====== Supplied data ======

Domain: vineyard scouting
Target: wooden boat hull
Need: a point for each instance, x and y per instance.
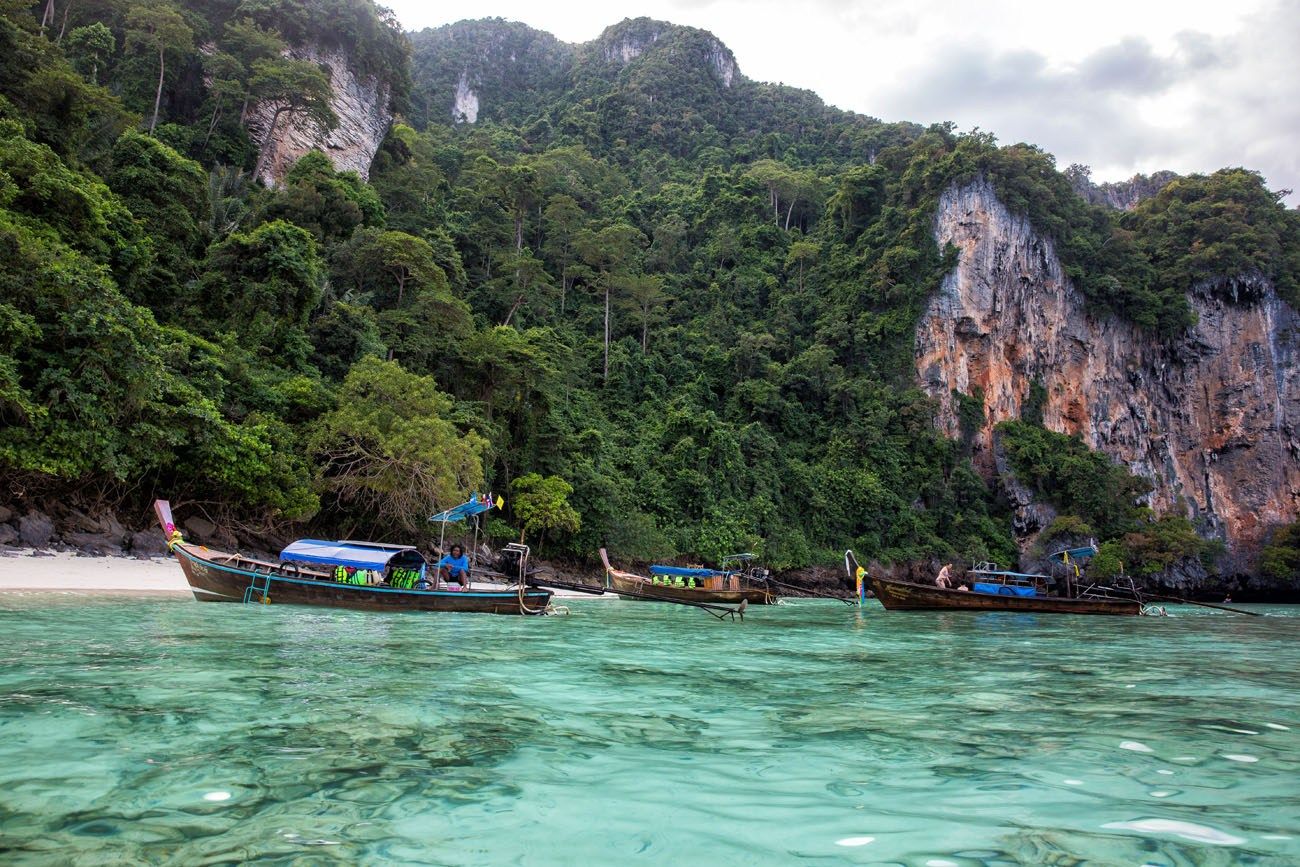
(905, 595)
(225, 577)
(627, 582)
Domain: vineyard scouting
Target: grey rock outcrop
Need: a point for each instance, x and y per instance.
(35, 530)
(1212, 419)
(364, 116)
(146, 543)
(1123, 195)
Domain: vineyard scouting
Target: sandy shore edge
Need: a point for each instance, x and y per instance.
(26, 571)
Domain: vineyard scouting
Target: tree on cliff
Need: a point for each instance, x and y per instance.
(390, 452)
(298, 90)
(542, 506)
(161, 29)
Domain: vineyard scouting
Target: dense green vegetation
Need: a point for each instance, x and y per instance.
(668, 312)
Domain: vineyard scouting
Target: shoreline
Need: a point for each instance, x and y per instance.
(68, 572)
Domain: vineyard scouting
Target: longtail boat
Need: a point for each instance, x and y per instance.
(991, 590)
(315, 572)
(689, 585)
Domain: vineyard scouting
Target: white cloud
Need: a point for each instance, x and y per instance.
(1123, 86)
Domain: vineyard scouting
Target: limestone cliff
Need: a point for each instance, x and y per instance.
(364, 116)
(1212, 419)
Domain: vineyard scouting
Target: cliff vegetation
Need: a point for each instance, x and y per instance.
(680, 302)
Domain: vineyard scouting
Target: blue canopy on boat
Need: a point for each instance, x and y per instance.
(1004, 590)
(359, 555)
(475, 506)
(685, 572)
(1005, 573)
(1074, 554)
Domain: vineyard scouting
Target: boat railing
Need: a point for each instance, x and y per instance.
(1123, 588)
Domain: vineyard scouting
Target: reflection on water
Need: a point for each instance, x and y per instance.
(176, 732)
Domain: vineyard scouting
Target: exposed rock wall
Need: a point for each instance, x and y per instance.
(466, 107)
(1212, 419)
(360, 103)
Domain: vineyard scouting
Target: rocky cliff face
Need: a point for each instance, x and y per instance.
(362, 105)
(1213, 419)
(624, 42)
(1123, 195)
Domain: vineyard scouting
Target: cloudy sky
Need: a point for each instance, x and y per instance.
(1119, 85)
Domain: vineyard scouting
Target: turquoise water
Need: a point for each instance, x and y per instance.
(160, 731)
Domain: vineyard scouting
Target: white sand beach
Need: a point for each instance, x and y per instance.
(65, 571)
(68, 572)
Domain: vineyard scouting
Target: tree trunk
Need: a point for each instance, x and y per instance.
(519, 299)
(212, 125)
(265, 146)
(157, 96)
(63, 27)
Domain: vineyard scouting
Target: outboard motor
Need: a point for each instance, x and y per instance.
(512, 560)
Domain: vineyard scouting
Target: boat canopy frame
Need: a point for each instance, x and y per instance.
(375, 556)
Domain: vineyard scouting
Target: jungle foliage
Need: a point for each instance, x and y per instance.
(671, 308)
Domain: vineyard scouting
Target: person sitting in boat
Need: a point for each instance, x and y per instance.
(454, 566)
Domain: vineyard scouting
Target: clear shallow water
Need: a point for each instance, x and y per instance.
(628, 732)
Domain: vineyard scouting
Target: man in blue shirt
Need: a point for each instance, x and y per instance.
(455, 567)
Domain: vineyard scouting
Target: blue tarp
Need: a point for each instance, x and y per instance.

======

- Stated problem
From the rows above, keep every line that contains the word "vegetation". Treat uppercase and lowercase letters as different.

- Result for this task
Target: dense green vegetation
Target: cliff vegetation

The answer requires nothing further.